╭──

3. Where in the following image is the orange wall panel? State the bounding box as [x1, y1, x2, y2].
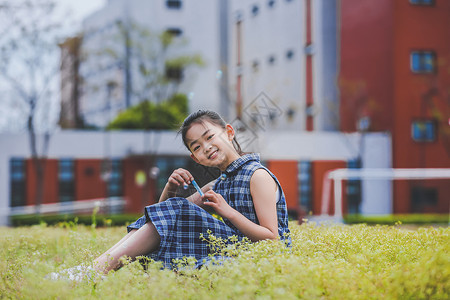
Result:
[266, 160, 299, 212]
[123, 158, 156, 213]
[26, 159, 58, 205]
[75, 159, 106, 201]
[312, 161, 346, 215]
[393, 181, 410, 214]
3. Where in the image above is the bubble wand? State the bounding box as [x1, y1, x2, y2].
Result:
[191, 180, 204, 196]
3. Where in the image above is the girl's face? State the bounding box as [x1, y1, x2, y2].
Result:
[185, 121, 240, 171]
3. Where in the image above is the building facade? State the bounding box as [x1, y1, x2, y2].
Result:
[228, 0, 339, 132]
[339, 0, 450, 214]
[1, 130, 391, 225]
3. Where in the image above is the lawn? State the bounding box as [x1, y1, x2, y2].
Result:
[0, 221, 448, 299]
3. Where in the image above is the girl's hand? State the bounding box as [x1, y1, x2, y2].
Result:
[202, 190, 236, 219]
[166, 168, 194, 193]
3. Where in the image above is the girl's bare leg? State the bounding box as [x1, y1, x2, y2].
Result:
[93, 222, 160, 274]
[93, 229, 137, 267]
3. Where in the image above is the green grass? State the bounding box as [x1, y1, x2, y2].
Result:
[9, 213, 142, 227]
[344, 213, 449, 225]
[1, 222, 448, 299]
[10, 213, 449, 227]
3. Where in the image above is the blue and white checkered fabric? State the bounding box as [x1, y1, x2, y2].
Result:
[213, 153, 291, 244]
[127, 153, 290, 269]
[127, 197, 236, 269]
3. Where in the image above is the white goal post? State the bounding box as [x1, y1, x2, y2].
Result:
[321, 168, 450, 221]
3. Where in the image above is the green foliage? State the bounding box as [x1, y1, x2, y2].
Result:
[344, 214, 449, 225]
[10, 214, 142, 227]
[91, 205, 100, 229]
[165, 54, 205, 70]
[0, 222, 448, 299]
[11, 213, 448, 228]
[107, 94, 188, 130]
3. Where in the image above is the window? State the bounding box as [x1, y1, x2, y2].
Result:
[298, 161, 312, 213]
[165, 28, 183, 37]
[411, 186, 437, 213]
[10, 158, 26, 207]
[410, 0, 434, 5]
[411, 51, 436, 73]
[59, 159, 74, 202]
[166, 0, 182, 9]
[252, 60, 260, 72]
[347, 159, 361, 214]
[411, 120, 436, 142]
[268, 0, 276, 8]
[165, 64, 183, 81]
[108, 159, 123, 197]
[286, 49, 294, 60]
[251, 4, 259, 17]
[286, 107, 296, 121]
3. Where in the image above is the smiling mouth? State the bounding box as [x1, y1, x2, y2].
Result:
[208, 150, 218, 159]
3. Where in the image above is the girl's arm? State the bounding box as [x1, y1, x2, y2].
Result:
[158, 168, 195, 203]
[185, 180, 216, 212]
[158, 183, 178, 203]
[202, 169, 279, 242]
[158, 168, 216, 211]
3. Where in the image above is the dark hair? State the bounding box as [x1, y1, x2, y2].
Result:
[179, 110, 243, 155]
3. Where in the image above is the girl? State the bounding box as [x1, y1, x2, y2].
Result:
[53, 110, 290, 278]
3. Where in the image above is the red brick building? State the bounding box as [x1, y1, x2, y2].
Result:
[339, 0, 450, 213]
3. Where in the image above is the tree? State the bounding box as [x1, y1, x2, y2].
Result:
[0, 0, 64, 212]
[80, 20, 204, 128]
[80, 20, 203, 203]
[107, 93, 188, 130]
[122, 21, 204, 106]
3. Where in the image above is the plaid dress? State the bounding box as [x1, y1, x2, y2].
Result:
[127, 153, 290, 269]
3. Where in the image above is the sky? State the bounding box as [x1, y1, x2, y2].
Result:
[57, 0, 106, 35]
[0, 0, 106, 132]
[58, 0, 106, 25]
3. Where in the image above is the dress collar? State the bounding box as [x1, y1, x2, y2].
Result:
[223, 153, 260, 175]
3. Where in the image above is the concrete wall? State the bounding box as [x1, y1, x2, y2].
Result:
[228, 0, 339, 131]
[229, 0, 306, 130]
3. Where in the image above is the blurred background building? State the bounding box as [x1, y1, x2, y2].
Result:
[1, 0, 449, 225]
[61, 0, 229, 128]
[229, 0, 339, 131]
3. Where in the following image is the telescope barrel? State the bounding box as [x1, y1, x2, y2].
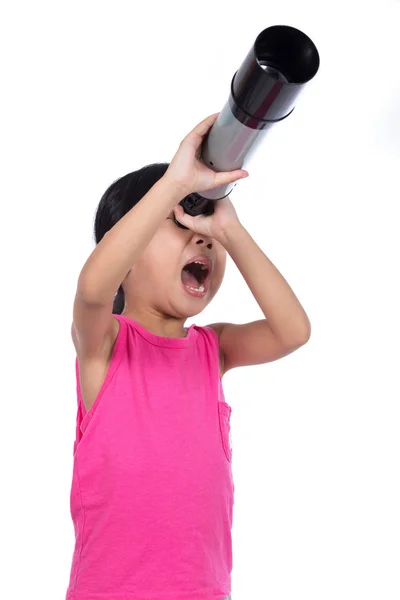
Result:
[175, 25, 320, 227]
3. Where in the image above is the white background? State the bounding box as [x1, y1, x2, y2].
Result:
[1, 1, 399, 598]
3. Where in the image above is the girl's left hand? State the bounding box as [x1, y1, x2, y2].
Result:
[173, 196, 242, 244]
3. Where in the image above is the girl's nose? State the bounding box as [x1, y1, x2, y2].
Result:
[196, 238, 213, 250]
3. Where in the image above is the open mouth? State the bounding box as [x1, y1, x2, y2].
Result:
[181, 259, 211, 296]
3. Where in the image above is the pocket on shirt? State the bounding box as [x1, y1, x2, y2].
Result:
[218, 401, 233, 462]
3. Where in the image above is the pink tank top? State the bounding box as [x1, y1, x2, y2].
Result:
[66, 313, 234, 600]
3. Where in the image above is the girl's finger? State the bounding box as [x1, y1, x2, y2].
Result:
[187, 113, 220, 139]
[214, 170, 249, 188]
[174, 205, 193, 228]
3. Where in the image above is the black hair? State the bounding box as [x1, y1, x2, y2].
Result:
[94, 162, 170, 314]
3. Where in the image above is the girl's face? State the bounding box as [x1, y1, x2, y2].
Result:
[123, 209, 227, 318]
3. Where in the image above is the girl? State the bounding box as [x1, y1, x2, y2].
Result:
[66, 113, 311, 600]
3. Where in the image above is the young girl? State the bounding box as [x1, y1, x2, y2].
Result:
[66, 113, 311, 600]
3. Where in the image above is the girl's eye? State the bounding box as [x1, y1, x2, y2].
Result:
[166, 215, 189, 230]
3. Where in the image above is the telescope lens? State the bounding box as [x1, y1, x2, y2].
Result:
[231, 26, 320, 123]
[258, 62, 289, 83]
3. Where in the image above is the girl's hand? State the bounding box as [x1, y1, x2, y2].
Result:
[173, 195, 242, 243]
[164, 113, 249, 196]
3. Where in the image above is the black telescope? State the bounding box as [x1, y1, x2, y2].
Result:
[174, 25, 320, 229]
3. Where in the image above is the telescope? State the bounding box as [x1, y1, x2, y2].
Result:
[174, 25, 320, 229]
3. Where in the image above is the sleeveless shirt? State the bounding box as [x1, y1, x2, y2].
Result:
[65, 313, 234, 600]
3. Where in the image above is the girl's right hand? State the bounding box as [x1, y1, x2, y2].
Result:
[164, 113, 249, 197]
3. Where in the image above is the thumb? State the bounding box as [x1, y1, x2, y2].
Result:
[213, 169, 249, 188]
[173, 204, 198, 229]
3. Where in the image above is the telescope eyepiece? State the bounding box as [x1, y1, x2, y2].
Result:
[174, 193, 215, 229]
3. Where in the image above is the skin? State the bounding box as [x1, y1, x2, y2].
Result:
[112, 111, 310, 358]
[120, 207, 227, 338]
[116, 112, 247, 340]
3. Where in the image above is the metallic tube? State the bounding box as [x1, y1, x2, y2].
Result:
[176, 25, 320, 227]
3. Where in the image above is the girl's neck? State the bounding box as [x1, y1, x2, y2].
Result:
[120, 310, 188, 339]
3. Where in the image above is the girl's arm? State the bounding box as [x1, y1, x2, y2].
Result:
[78, 112, 246, 305]
[77, 177, 183, 304]
[208, 221, 311, 375]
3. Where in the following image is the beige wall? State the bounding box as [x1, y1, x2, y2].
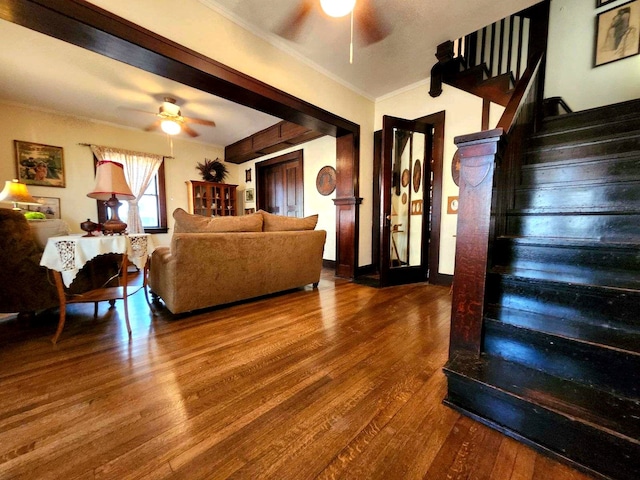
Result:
[546, 0, 640, 111]
[87, 0, 375, 267]
[0, 102, 229, 246]
[233, 136, 337, 261]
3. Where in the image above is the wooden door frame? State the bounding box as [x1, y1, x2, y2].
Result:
[1, 0, 361, 278]
[372, 110, 447, 285]
[255, 150, 304, 215]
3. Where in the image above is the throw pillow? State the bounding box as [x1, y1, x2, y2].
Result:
[173, 208, 263, 233]
[258, 209, 318, 232]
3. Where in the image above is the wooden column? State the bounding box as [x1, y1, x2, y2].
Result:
[449, 128, 503, 358]
[334, 133, 361, 278]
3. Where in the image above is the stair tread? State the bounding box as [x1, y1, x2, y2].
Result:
[522, 150, 640, 170]
[542, 99, 640, 131]
[533, 115, 640, 141]
[492, 265, 640, 291]
[497, 235, 639, 249]
[485, 305, 640, 355]
[527, 129, 640, 153]
[445, 354, 640, 443]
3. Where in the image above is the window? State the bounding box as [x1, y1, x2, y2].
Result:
[95, 156, 168, 234]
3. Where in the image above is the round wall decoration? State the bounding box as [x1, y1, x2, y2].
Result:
[413, 159, 422, 193]
[452, 150, 461, 187]
[316, 165, 337, 196]
[402, 192, 407, 205]
[401, 168, 410, 188]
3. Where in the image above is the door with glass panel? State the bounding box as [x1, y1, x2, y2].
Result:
[380, 116, 433, 287]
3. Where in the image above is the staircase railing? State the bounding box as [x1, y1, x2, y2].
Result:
[430, 0, 549, 105]
[448, 53, 545, 358]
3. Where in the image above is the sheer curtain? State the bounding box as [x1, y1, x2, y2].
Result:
[91, 145, 162, 233]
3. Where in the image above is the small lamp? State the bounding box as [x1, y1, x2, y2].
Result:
[87, 160, 135, 235]
[0, 179, 41, 210]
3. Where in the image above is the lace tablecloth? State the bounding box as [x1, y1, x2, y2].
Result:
[40, 234, 154, 287]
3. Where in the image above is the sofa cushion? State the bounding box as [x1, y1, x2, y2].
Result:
[258, 210, 318, 232]
[173, 208, 263, 233]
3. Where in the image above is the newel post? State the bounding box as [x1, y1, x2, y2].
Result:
[449, 128, 504, 359]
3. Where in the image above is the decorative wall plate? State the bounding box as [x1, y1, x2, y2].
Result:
[316, 165, 336, 196]
[413, 159, 421, 193]
[401, 168, 410, 187]
[452, 150, 461, 187]
[402, 192, 407, 204]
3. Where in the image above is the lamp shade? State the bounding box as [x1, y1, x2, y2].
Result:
[87, 160, 135, 201]
[0, 179, 40, 210]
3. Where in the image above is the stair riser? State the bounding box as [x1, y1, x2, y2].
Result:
[514, 181, 640, 211]
[494, 242, 640, 275]
[506, 213, 640, 241]
[445, 374, 640, 480]
[521, 155, 640, 186]
[483, 321, 640, 397]
[527, 136, 640, 164]
[486, 276, 640, 328]
[530, 122, 640, 148]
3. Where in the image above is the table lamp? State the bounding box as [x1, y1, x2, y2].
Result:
[0, 179, 41, 210]
[87, 160, 135, 235]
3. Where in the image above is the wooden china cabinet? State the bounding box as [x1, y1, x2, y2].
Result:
[186, 181, 238, 217]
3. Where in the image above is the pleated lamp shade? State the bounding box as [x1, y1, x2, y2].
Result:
[0, 179, 40, 210]
[87, 160, 135, 200]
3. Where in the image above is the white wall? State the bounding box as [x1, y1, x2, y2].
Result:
[375, 81, 499, 275]
[231, 136, 337, 261]
[546, 0, 640, 111]
[87, 0, 375, 267]
[0, 102, 230, 246]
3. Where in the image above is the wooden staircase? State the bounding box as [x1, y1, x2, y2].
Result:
[444, 100, 640, 480]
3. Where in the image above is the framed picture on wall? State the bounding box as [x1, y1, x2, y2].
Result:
[244, 188, 255, 203]
[594, 0, 640, 67]
[14, 140, 66, 187]
[597, 0, 618, 8]
[27, 196, 61, 219]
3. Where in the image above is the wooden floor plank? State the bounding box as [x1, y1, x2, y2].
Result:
[0, 271, 595, 479]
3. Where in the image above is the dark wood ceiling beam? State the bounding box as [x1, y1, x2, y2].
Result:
[0, 0, 359, 138]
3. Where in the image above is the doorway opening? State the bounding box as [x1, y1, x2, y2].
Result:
[256, 150, 304, 217]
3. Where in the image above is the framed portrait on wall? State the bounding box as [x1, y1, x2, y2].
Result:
[594, 0, 640, 67]
[14, 140, 66, 187]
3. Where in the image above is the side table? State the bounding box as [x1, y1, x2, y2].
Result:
[40, 234, 154, 343]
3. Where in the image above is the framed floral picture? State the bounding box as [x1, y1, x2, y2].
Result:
[594, 0, 640, 67]
[14, 140, 65, 187]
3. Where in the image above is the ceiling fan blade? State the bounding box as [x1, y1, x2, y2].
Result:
[181, 123, 199, 137]
[183, 116, 216, 127]
[275, 0, 314, 41]
[144, 120, 161, 132]
[355, 0, 391, 46]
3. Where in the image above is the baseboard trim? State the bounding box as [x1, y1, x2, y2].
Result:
[430, 273, 453, 286]
[355, 264, 376, 277]
[322, 259, 337, 269]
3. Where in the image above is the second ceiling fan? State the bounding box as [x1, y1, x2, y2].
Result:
[143, 97, 216, 137]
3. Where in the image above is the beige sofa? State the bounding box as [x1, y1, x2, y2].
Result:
[148, 209, 326, 314]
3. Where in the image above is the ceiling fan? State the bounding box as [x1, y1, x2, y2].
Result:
[141, 97, 216, 137]
[277, 0, 390, 61]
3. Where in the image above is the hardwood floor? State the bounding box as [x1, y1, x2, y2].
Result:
[0, 270, 594, 480]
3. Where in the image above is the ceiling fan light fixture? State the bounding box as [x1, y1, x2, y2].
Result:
[161, 119, 181, 135]
[320, 0, 356, 18]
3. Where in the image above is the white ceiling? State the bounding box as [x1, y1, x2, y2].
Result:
[203, 0, 541, 99]
[0, 0, 540, 147]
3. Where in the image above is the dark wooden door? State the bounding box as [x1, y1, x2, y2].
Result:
[380, 115, 433, 287]
[256, 150, 304, 217]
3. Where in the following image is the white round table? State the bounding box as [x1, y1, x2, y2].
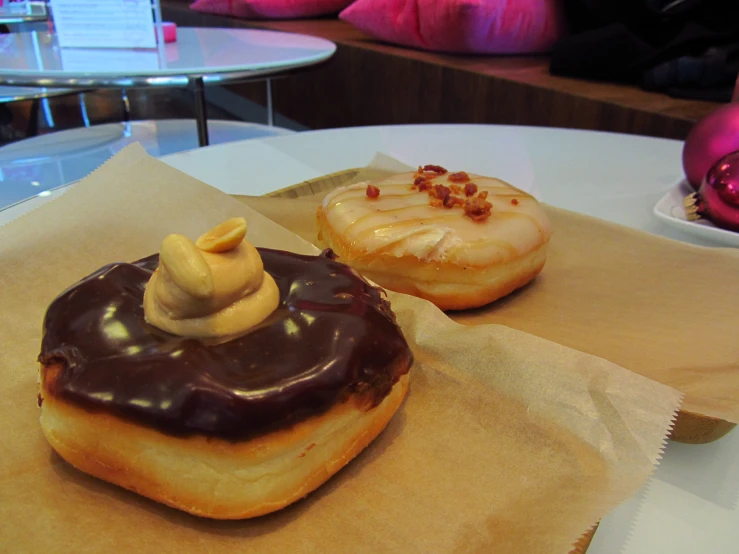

╰──

> [PROBLEM REQUIREMENTS] Each line above that includes "floor" should be shown.

> [PROBLEM SOLUTION]
3. Where in the image above is the wooden floor plank? State the bounding box as [x1, y1, x2, y2].
3. Where in the image above is the hardwood floor? State the bounding box as [x1, y1, x2, y2].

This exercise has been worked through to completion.